- Directions for this task
Give back, word for word, the part of the records that opens with the line containing "291, row 135." and closes with the line containing "column 52, row 41", with both of those lines included.

- Material provided
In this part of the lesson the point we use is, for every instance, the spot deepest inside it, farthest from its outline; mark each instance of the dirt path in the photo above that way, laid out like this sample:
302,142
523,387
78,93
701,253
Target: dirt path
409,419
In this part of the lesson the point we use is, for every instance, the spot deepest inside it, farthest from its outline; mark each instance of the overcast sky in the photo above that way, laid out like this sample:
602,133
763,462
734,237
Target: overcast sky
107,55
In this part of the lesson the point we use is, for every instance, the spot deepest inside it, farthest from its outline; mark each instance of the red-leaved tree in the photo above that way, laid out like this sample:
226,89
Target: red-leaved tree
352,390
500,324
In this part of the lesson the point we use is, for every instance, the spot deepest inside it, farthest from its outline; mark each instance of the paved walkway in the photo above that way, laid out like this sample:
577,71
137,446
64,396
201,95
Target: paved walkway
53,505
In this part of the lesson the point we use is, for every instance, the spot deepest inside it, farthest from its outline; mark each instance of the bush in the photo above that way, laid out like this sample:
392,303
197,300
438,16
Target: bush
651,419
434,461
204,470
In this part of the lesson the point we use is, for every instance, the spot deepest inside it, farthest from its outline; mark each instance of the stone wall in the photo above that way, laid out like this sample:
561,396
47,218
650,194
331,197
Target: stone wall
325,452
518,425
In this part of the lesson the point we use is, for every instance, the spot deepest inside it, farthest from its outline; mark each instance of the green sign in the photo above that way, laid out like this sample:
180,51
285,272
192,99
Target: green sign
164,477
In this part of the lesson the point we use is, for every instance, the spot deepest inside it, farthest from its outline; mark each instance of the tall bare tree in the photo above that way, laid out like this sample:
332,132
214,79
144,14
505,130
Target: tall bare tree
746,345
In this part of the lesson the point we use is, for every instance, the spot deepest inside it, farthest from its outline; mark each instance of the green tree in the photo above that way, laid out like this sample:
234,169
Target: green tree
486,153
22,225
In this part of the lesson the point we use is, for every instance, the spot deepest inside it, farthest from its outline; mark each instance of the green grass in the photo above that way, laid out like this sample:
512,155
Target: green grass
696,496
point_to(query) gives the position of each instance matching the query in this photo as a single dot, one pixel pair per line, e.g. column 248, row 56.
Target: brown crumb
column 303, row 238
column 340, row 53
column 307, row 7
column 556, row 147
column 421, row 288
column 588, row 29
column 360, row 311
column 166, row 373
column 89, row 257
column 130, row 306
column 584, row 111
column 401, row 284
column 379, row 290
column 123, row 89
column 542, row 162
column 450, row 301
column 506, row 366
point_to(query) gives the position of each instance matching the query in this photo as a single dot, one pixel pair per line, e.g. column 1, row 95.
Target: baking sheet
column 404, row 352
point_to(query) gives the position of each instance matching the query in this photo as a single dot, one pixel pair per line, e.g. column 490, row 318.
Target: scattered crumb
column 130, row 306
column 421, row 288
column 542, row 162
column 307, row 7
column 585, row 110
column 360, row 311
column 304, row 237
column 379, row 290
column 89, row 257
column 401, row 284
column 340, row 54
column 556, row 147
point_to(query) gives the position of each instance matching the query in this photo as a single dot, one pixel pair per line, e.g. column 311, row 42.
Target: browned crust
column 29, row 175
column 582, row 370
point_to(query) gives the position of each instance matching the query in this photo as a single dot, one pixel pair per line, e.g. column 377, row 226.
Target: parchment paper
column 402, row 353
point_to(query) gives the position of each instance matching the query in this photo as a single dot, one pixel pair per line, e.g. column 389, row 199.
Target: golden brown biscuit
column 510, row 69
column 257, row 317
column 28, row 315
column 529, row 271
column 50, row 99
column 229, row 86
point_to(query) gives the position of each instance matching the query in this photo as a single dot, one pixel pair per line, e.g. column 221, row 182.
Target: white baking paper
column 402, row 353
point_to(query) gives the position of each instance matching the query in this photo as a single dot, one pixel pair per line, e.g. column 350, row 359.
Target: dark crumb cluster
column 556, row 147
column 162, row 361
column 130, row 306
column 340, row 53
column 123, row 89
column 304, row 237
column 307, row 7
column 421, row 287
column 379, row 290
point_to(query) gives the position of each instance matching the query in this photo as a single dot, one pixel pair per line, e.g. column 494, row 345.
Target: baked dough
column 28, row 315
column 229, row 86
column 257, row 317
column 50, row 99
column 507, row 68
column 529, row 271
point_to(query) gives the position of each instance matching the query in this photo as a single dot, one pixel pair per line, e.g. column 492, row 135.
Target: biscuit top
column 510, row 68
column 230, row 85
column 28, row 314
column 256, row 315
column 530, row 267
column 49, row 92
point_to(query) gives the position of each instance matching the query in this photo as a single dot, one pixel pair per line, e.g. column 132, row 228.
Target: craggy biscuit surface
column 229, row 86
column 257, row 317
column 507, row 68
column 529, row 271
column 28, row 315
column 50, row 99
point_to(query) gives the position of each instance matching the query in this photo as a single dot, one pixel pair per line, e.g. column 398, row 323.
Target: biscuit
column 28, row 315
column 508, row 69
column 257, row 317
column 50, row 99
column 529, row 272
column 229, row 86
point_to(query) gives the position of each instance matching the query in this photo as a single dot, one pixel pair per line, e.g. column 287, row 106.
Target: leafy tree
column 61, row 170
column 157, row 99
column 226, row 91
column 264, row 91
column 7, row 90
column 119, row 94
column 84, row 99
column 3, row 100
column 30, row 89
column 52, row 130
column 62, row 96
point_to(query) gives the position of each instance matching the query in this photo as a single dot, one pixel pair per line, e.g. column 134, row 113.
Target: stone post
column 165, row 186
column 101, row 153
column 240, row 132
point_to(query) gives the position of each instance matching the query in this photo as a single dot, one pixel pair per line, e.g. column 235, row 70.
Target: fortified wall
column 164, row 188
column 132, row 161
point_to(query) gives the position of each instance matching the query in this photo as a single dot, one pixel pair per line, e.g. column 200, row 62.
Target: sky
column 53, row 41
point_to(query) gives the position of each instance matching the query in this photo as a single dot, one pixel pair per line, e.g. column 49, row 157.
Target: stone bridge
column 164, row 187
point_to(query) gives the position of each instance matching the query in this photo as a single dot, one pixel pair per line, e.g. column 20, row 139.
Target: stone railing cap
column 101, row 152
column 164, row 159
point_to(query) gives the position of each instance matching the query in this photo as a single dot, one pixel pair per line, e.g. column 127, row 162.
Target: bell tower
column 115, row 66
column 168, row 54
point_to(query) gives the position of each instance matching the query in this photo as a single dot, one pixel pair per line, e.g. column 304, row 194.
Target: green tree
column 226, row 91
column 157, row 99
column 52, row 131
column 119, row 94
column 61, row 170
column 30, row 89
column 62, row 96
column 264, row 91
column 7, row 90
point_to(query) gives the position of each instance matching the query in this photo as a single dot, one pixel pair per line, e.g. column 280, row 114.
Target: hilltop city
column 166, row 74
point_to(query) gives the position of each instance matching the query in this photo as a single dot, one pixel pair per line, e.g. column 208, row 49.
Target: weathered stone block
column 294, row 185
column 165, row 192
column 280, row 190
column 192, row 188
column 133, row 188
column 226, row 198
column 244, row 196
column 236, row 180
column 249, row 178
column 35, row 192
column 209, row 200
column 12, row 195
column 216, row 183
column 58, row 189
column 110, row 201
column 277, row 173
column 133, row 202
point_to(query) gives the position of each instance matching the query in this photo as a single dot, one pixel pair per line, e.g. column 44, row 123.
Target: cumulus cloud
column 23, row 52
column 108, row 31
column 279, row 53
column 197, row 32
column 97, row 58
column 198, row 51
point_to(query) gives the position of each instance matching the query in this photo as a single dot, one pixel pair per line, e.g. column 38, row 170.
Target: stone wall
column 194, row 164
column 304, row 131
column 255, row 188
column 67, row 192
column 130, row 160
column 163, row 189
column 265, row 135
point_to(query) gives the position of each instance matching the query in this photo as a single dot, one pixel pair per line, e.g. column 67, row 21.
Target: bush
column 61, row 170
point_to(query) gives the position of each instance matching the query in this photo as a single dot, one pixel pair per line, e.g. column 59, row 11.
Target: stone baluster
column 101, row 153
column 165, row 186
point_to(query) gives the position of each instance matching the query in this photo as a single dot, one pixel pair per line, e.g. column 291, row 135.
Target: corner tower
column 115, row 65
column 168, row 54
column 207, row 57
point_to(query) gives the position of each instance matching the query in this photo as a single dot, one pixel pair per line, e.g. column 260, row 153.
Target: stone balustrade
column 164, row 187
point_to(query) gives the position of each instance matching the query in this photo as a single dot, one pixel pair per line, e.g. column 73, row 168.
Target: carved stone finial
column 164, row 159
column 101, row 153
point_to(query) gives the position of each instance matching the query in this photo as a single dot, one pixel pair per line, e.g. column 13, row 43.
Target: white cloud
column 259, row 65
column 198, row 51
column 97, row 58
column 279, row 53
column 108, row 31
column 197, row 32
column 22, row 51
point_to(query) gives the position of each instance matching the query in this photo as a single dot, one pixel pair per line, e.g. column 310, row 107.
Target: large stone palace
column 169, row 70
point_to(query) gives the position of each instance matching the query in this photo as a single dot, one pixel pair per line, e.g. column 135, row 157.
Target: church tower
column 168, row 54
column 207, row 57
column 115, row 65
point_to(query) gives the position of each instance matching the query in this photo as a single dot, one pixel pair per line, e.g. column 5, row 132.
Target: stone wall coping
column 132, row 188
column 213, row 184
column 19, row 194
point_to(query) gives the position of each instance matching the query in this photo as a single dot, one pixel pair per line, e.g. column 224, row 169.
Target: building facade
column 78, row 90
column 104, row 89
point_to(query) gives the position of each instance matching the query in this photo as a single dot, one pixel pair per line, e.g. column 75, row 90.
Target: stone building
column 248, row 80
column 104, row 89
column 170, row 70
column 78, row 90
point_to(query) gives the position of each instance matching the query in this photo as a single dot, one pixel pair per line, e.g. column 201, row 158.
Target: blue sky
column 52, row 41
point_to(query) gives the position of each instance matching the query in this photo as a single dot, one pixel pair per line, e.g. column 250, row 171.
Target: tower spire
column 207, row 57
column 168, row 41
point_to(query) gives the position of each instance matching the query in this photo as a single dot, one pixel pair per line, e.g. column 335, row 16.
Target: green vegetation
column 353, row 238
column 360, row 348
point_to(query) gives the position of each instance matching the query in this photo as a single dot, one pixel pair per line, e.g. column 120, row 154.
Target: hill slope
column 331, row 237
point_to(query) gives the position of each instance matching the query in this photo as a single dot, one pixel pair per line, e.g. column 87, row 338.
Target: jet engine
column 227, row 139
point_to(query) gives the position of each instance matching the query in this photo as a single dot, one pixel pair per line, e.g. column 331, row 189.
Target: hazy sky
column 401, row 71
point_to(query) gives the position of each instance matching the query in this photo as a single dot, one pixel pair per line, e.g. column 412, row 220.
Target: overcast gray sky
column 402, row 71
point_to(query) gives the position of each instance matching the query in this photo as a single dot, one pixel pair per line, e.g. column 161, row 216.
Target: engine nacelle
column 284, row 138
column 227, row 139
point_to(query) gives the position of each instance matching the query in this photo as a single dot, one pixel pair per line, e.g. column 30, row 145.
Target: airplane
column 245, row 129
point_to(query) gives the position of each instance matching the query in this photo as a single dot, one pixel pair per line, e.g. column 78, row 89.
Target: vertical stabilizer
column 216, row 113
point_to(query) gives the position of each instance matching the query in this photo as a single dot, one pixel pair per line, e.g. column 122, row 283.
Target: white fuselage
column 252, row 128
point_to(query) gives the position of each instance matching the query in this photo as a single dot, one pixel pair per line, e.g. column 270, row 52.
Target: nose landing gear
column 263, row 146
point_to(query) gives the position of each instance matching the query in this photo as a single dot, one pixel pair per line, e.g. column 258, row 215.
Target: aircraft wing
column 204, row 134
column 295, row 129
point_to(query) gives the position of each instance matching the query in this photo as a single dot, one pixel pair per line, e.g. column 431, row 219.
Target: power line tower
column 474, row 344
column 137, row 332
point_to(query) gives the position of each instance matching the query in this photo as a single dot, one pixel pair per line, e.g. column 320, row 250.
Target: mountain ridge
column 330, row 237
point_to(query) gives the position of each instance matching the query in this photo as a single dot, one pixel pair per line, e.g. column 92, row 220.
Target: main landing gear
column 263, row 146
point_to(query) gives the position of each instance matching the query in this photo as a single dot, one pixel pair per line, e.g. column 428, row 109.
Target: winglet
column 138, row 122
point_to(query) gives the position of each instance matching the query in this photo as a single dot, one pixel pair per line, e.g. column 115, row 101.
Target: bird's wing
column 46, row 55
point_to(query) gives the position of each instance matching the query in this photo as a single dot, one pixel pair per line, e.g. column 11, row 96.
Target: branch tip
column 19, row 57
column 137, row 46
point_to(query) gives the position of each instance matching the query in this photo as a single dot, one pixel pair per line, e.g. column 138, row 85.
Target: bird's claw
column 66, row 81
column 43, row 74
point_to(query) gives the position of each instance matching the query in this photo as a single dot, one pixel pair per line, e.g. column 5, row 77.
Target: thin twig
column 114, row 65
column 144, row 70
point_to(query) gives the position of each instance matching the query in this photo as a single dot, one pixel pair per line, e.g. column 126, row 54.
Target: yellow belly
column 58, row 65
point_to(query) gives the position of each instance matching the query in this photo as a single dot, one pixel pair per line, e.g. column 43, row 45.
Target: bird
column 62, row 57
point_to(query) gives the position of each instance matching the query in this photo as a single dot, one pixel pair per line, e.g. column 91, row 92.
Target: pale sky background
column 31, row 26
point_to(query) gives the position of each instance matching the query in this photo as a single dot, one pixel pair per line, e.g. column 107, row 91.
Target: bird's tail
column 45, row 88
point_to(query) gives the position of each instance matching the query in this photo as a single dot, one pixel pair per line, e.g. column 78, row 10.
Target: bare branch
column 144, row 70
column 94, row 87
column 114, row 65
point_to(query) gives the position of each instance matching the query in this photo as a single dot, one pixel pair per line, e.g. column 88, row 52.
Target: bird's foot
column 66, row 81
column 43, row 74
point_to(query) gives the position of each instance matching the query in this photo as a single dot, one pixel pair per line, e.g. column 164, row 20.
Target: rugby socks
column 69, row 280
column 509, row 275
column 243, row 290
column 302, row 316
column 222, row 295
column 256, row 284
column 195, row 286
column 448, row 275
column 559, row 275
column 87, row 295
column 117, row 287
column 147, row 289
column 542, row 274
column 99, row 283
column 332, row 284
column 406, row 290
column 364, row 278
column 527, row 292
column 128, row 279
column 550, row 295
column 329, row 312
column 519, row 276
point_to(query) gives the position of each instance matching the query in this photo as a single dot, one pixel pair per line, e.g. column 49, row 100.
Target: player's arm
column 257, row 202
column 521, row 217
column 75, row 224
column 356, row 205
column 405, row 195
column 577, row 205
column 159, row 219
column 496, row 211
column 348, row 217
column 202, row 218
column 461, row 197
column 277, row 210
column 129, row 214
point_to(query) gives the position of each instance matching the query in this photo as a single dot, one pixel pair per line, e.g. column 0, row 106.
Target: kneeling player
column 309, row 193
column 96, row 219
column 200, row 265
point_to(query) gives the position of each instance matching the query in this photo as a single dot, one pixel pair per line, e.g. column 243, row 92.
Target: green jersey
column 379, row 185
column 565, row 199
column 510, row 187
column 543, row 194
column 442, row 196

- Exercise result
point_to(query) gives the position of each instance matching the query in this photo as a single dot, one pixel pair per line, e.g. column 291, row 135.
Target: corner tower
column 115, row 65
column 168, row 54
column 207, row 57
point_to(query) gives the position of each instance matching the query in this photo as a single dot, one pixel pair per line, e.g. column 260, row 153.
Target: stone balustrade
column 164, row 187
point_to(query) gives the position of each instance matching the query in this photo as a single dot, one pixel pair per line, e.g. column 73, row 168.
Target: carved stone finial
column 164, row 159
column 101, row 153
point_to(query) gives the position of each instance matching the query in this photo as a single dot, one pixel pair per line, e.g. column 13, row 43.
Target: white cloud
column 259, row 65
column 198, row 51
column 97, row 58
column 279, row 53
column 108, row 31
column 197, row 32
column 22, row 51
point_to(query) gives the position of each instance matching the query in this photo as a single dot, one pixel pair per line, e.g. column 310, row 107.
Target: large stone palace
column 169, row 70
point_to(query) gives the position of each instance matching the query in this photo as a single dot, one pixel pair per line, e.g. column 135, row 157.
Target: church tower
column 168, row 54
column 207, row 57
column 115, row 65
point_to(query) gives the position of each instance matching the query in this photo as a single dot, one pixel pair per line, e.g. column 5, row 132.
Target: stone wall coping
column 132, row 188
column 213, row 184
column 19, row 194
point_to(query) gives the position of each instance matching the query in this photo as a single dot, one pixel pair per line, e.g. column 224, row 169.
Target: building facade
column 78, row 90
column 104, row 89
point_to(query) gives the position of each instance matching the query in this photo as a single dot, one pixel pair per line, e.g. column 75, row 90.
Target: stone building
column 248, row 80
column 104, row 89
column 170, row 70
column 78, row 90
point_to(query) gives the position of each instance matching the query in this photo as a single dot, one pixel pair per line, e.g. column 201, row 158.
Target: blue sky
column 52, row 41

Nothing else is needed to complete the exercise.